__DOCUMENT__.
◆ ◆ ◆ ◆

Der Blaue Reiter

Du spirituel dans l’art.

Der Blaue Reiter (Le cavalier bleu), est le nom adopté par un groupe de peintres qui se forma à Munich en 1911, avec le désir commun de rénover le langage artistique. Les fondateurs du mouvement, qui marque une étape importante dans l’évolution de l’expressionnisme, furent Wassily Kandinsky  et Franz Marc : en 1912, ils publièrent un almanach, intitulé Der Blaue Reiter, qui contenait plusieurs essais sur la peinture et la musique contemporaines.

L’almanach et le livre de Kandinsky Du spirituel dans l’art publiés dans la même année furent deux textes théoriques fondamentaux pour le groupe. D’autres artistes comme Henry Rousseau, Heinrich Campendonk, Robert Delaunay, les frères Bourliouk, August Macke, Gabriele Münter, Paul Klee, firent partie du groupe et participèrent aux deux expositions de 1911 et 1912 à Munich. En 1914, la guerre mit fin au Blaue Reiter. La tendance à concevoir l’art comme l’expression de la rébellion subjective contre la réalité, motif commun à toutes les avant-gardes occidentales du XXe siècle, trouva dans le Blaue Reiter son expression exaspérée.

◆ ◆ ◆ ◆

__ENREGISTREMENTS SOURCES__.
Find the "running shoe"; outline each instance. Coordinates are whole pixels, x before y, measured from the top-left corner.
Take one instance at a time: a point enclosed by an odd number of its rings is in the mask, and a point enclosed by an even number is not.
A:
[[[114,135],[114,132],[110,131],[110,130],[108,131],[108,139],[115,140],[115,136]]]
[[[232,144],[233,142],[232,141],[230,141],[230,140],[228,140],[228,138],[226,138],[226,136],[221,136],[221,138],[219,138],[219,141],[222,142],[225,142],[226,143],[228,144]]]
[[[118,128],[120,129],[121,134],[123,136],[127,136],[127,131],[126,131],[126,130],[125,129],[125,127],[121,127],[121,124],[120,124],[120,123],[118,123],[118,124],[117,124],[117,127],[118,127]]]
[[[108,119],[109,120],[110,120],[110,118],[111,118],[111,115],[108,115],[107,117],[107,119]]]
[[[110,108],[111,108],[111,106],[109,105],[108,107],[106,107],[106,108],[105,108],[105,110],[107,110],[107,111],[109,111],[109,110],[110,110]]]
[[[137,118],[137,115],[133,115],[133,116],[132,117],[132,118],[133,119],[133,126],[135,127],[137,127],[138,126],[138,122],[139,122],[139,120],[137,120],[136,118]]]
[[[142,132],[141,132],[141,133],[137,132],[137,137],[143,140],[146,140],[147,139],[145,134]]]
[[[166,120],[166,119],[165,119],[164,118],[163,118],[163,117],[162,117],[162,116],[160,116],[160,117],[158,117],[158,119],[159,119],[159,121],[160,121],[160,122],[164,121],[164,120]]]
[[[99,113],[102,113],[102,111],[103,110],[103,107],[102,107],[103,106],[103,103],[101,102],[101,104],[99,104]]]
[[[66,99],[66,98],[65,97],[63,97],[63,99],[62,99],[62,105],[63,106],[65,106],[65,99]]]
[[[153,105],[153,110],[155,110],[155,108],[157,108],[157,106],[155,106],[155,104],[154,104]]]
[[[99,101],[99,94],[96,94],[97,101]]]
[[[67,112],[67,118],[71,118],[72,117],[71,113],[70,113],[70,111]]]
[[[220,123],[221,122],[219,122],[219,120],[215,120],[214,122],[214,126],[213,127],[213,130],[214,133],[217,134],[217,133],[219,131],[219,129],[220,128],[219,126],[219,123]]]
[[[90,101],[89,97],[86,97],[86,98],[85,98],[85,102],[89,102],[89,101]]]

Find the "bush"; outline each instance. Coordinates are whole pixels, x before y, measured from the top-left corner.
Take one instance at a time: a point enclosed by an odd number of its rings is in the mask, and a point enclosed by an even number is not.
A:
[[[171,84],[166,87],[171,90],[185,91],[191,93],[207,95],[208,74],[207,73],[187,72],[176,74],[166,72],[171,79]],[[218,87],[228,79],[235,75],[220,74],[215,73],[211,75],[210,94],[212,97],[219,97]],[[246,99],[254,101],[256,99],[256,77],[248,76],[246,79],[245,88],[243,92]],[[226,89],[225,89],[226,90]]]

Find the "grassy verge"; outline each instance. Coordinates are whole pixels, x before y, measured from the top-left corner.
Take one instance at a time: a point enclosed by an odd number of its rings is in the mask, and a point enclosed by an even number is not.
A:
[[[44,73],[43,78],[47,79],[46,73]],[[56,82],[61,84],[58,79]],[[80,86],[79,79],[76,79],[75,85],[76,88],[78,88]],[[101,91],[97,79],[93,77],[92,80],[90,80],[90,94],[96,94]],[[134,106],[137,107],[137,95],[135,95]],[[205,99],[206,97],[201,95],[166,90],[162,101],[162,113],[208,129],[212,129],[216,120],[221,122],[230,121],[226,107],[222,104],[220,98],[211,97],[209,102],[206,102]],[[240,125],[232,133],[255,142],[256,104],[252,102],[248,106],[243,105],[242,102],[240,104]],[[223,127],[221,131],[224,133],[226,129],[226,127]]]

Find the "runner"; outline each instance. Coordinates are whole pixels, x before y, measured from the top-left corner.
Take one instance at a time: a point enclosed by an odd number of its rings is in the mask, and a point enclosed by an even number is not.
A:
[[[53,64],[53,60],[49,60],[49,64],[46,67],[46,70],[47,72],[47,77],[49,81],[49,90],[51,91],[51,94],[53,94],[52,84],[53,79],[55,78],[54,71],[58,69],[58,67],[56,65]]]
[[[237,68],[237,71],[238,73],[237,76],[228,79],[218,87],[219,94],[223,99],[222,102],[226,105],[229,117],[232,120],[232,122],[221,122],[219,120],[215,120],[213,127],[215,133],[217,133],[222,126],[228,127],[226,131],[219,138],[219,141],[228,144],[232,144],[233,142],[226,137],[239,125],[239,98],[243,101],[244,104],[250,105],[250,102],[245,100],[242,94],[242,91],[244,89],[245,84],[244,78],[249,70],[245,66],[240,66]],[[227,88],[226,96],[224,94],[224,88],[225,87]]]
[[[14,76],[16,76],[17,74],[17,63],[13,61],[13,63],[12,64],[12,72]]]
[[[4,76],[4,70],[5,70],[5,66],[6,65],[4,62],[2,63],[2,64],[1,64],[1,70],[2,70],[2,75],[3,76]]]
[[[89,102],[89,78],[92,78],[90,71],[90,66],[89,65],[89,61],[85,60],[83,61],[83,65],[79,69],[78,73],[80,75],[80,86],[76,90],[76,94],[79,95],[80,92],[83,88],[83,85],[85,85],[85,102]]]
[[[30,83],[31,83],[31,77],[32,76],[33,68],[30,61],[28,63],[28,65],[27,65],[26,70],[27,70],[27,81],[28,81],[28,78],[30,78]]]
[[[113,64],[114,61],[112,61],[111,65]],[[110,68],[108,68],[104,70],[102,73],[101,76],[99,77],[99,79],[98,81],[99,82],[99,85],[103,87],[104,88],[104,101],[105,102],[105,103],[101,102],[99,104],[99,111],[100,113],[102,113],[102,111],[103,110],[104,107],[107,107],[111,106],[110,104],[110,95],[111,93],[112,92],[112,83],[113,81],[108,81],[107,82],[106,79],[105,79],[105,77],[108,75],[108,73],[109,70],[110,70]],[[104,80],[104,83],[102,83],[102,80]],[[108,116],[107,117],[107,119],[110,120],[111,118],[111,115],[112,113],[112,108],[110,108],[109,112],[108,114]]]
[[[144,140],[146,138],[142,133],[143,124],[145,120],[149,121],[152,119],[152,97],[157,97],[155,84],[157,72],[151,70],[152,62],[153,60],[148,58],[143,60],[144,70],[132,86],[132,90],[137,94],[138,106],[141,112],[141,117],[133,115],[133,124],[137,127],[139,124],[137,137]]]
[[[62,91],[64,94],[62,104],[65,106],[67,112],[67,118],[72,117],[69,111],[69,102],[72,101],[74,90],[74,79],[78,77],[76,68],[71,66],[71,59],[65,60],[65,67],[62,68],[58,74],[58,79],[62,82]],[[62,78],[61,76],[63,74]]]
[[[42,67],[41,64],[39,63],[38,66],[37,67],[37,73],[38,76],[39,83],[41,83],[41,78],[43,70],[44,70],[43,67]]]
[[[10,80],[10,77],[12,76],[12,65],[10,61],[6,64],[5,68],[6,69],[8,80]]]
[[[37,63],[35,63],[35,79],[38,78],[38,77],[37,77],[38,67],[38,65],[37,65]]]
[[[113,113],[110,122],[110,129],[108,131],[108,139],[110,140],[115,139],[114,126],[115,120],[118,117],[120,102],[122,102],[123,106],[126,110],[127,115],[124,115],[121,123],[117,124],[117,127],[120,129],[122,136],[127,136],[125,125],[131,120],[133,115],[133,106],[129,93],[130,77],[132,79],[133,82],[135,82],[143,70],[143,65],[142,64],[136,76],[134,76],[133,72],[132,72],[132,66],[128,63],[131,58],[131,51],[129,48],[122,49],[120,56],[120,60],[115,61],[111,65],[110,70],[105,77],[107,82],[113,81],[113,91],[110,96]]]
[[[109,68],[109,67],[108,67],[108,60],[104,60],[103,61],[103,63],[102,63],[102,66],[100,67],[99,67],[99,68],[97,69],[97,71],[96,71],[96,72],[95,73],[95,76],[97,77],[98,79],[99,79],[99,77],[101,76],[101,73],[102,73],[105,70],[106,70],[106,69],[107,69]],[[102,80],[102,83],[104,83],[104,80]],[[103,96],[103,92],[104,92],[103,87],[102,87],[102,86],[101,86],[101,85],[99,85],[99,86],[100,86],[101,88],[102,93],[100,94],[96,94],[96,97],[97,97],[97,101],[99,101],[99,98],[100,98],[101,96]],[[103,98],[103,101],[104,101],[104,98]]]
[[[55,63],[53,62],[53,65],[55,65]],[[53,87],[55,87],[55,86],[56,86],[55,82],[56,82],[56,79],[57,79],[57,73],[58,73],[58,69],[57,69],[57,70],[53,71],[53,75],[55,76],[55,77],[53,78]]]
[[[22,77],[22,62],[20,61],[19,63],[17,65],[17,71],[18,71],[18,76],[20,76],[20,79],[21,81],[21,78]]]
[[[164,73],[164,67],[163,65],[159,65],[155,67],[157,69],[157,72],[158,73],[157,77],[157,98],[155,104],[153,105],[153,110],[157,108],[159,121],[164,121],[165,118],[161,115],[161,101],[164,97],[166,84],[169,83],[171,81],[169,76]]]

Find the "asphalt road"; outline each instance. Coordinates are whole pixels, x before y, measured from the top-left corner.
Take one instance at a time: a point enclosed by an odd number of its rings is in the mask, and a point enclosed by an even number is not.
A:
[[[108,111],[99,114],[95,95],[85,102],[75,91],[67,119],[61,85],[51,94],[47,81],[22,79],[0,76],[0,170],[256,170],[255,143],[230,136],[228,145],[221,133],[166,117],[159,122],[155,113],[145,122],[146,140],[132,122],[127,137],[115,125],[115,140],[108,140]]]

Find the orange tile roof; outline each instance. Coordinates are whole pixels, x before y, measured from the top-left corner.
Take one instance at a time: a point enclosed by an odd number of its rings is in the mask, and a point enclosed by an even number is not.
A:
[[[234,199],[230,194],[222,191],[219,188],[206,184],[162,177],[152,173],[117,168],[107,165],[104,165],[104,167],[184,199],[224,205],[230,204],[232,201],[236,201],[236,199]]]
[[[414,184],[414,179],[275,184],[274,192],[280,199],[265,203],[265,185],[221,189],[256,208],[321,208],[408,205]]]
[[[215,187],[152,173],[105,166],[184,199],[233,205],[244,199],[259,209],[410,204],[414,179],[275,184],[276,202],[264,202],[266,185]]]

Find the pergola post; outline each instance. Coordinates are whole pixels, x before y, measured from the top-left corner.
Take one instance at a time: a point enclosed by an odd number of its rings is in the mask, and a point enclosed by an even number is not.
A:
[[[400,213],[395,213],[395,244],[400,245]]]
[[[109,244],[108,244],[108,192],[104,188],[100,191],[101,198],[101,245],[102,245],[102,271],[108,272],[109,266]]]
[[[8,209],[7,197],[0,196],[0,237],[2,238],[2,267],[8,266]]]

◆ ◆ ◆ ◆

__TRAVAIL DEMANDÉ__.
**a)** Modifiez les lignes des enregistrements qui vont de celle contenant « Find the pergola » jusqu'à la fin des enregistrements, bornes comprises. Remplacez « pergola post » par « pergola pillar » et recopiez-les sans aucun autre changement.
**b)** Reprenez le texte sur le Blaue Reiter à la suite de sa dernière phrase et poursuivez-le.

__LISTE DES RÉPONSES__.
**a)**
Find the pergola pillar; outline each instance. Coordinates are whole pixels, x before y, measured from the top-left corner.
Take one instance at a time: a point enclosed by an odd number of its rings is in the mask, and a point enclosed by an even number is not.
A:
[[[400,213],[395,213],[395,244],[400,245]]]
[[[109,244],[108,244],[108,192],[104,188],[100,191],[101,198],[101,245],[102,245],[102,271],[108,272],[109,266]]]
[[[8,209],[7,197],[0,196],[0,237],[2,238],[2,267],[8,266]]]

**b)**
Couverture de l'Almanach
Couverture de l’Almanach « Le cavalier bleu », 1912, Wassily Kandinski

Les artistes du Blaue Reiter (héritiers du symbolisme, du mysticisme russe, du groupe expressionniste Die Brücke) s’opposèrent à la bourgeoisie de l’époque de Guillaume II, célébrant la force de l’instinct et les puissances libératrices de la nature. Ils exaltèrent la « naïveté » de l’enfance et des primitifs comme manifestations d’un rapport direct avec l’esprit de la nature : d’où l’intérêt pour la peinture des enfants et des aliénés, pour le folklore et les naïfs. Leurs théories mettent l’accent sur la spiritualité, l’anti-naturalisme et la non-figuration dans l’art. Ils pratiquèrent un art qui exprimait essentiellement des contenus intérieurs et tentèrent des recherches sur les affinités entre musique et peinture, sur la « musicalité des couleurs, nécessaire pour que l’art devienne abstrait » (Kandinsky). Dans ce domaine, le Blaue Reiter influença le Bauhaus et toute l’évolution ultérieure de l’art abstrait.

Le cavalier bleu, 1911, Wassily Kandinsky
Le cavalier bleu, 1911, Wassily Kandinsky (Zürich, Buehrle Stiftung).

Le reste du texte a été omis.